▶ _GOAL_
Pull out the passage of the birthday party article starting at "Both boys were" and ending at "Salvation Army hostel.", copying it word for word.

▶ _TEXT SHOWN_

____

The Birthday Party

By Willa Wick in Community, People

It’s quite a recipe when you mix together friends, relatives, and a couple of historians. The pot thickens when you add two ol’ geezers, one elderly lady, and a couple of younger lasses. Menu at hand – the birthday party whipped up for two former Harristonians.
George & Mariann Stone of Windsor and Bert Thomas of Florida were blended together recently on a plan cooked up by Harriston Historical members Sharon (Darroch) Weber and Willa Wick. Wick and Thomas are friends, while the Stone’s and Darroch’s are related. But it’s a much more intertwined mixture than that, and completely relevant to Harriston. Bert is the son of the 1940s minister of the United Church Rev. G.H. Thomas, while George is the son of Leslie Stone who operated the local Shoe Store and Repair Shop back in the ‘40s and ‘50s. Mariann is the daughter of Rev. Newnham who followed Rev. Thomas in the United Church.
Both boys were in the armed forces. Ironically enough both were in the Air Force, but in different squadrons and at different times. Thomas trained and spent most of his time in Quebec and then Trenton; Stone was in the Galt area.
At the end of the war the government offered free tuition to any young people who had not had the chance to complete their highschool prior to going into the services. These two young men returned to their hometown and prepared to enroll to complete their education. They had already been working away from home before the war so it was on the train from Harriston to Toronto that Bert and George first met.
They landed at Union Station with no idea where they would spend that first night but were fortunate enough to find a Salvation Army hostel.

____

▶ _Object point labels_
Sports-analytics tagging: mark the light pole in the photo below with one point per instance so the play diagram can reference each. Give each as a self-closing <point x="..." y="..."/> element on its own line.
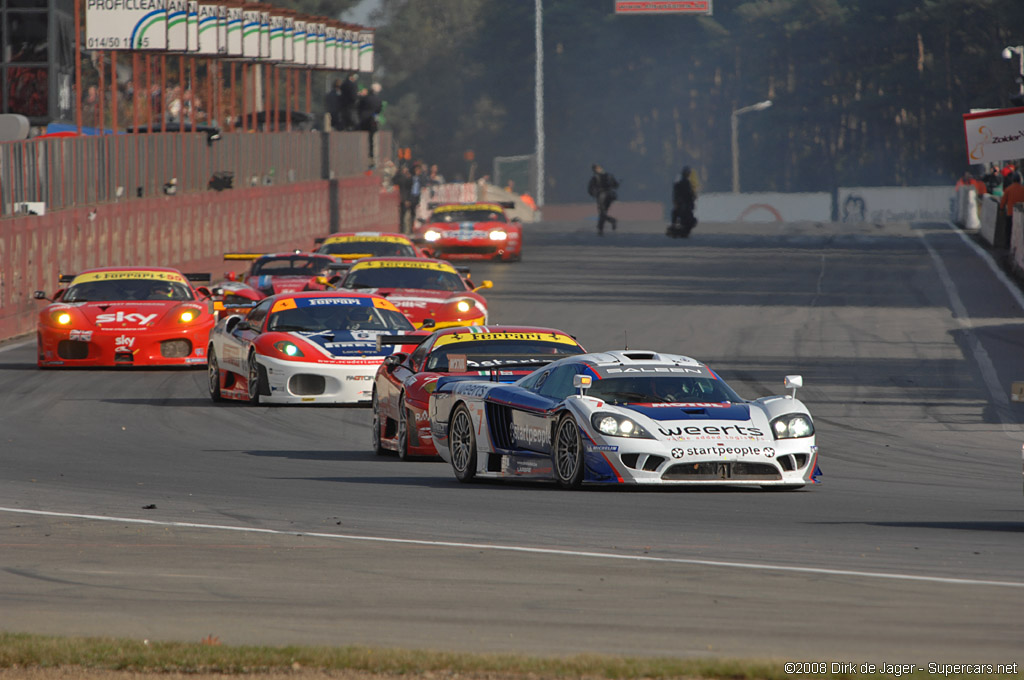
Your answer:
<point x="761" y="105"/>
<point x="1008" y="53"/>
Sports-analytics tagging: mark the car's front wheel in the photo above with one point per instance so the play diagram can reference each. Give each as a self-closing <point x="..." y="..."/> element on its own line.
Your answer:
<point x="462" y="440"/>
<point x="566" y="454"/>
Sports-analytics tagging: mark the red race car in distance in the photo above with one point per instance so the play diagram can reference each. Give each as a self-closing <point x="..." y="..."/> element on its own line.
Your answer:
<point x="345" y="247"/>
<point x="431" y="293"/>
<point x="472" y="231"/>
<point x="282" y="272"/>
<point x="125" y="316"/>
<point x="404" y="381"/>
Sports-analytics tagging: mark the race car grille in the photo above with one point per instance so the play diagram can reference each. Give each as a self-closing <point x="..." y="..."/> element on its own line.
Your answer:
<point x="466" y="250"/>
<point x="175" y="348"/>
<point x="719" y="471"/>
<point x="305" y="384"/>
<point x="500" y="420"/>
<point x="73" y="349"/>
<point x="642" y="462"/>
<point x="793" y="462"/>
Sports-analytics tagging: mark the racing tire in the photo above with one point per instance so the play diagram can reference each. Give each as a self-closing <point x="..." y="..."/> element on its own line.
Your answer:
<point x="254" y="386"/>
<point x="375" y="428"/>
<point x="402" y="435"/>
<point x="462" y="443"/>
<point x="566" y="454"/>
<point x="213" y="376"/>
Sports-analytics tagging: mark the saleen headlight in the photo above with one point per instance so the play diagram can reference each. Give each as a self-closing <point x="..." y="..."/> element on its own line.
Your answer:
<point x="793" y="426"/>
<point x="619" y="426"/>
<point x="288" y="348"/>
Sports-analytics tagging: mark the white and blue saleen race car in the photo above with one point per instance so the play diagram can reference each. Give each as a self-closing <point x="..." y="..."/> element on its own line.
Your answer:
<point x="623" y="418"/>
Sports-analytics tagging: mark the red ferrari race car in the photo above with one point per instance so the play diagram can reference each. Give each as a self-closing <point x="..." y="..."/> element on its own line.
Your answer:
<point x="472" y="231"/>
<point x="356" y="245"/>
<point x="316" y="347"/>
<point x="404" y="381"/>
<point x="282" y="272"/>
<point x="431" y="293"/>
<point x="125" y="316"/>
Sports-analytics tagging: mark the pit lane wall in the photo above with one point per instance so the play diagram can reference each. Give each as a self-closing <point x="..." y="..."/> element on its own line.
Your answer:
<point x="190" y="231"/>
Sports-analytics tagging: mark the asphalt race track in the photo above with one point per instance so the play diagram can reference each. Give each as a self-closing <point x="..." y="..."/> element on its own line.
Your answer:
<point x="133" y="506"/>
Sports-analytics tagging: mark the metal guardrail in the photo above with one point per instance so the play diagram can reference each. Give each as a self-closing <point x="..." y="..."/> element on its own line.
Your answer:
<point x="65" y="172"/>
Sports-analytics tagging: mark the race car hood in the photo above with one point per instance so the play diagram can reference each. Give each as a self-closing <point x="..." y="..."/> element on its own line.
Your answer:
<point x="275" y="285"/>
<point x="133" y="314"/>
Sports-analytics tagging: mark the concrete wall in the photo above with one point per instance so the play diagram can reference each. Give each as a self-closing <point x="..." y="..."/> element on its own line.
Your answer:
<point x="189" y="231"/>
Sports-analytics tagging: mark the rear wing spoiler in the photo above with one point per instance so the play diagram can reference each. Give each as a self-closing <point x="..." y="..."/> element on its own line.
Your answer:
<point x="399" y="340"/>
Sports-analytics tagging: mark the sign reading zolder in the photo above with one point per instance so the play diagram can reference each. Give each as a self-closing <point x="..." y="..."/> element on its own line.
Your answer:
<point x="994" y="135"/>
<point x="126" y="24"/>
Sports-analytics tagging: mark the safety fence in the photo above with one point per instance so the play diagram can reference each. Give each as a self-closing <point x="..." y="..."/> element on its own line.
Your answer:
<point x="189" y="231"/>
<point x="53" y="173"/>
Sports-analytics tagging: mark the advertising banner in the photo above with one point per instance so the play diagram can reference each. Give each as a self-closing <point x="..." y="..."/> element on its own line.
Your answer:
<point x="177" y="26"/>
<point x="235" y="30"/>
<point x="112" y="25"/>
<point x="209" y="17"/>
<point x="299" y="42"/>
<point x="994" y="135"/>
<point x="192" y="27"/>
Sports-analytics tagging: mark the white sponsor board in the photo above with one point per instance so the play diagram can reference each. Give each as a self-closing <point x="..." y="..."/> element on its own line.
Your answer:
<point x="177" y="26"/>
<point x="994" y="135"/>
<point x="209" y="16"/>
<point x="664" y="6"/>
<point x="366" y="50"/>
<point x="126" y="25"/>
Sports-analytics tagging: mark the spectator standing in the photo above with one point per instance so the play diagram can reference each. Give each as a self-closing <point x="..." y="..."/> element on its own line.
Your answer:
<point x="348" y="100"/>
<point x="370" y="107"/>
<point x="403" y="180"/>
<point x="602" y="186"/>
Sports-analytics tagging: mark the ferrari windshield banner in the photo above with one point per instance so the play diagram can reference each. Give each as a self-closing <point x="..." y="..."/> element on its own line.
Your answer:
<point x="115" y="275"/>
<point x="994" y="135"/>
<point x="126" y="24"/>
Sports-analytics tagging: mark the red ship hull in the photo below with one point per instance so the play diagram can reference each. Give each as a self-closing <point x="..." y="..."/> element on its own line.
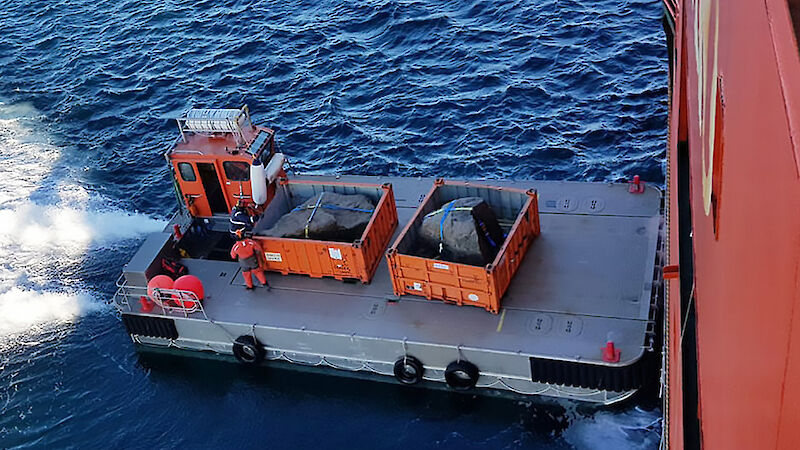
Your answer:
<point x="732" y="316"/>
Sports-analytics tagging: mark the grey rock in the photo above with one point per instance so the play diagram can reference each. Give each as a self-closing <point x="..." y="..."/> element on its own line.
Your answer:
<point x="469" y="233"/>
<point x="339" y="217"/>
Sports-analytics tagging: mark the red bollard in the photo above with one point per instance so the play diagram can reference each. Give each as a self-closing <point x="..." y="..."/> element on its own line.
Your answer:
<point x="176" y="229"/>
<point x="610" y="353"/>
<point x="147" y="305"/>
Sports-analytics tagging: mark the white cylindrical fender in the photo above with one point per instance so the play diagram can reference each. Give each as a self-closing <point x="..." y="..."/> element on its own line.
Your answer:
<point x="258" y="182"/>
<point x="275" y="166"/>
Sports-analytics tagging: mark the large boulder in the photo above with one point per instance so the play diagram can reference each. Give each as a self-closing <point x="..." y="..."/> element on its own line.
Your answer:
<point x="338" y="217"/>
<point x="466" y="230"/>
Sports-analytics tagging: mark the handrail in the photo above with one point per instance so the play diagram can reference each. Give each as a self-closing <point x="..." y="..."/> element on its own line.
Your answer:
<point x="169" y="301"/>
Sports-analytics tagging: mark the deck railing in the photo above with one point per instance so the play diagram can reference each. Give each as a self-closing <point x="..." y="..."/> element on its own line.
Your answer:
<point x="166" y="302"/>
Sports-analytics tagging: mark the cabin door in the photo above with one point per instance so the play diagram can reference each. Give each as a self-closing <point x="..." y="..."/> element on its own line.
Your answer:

____

▶ _THE COMPLETED TASK_
Both boys were in the armed forces. Ironically enough both were in the Air Force, but in different squadrons and at different times. Thomas trained and spent most of his time in Quebec and then Trenton; Stone was in the Galt area.
At the end of the war the government offered free tuition to any young people who had not had the chance to complete their highschool prior to going into the services. These two young men returned to their hometown and prepared to enroll to complete their education. They had already been working away from home before the war so it was on the train from Harriston to Toronto that Bert and George first met.
They landed at Union Station with no idea where they would spend that first night but were fortunate enough to find a Salvation Army hostel.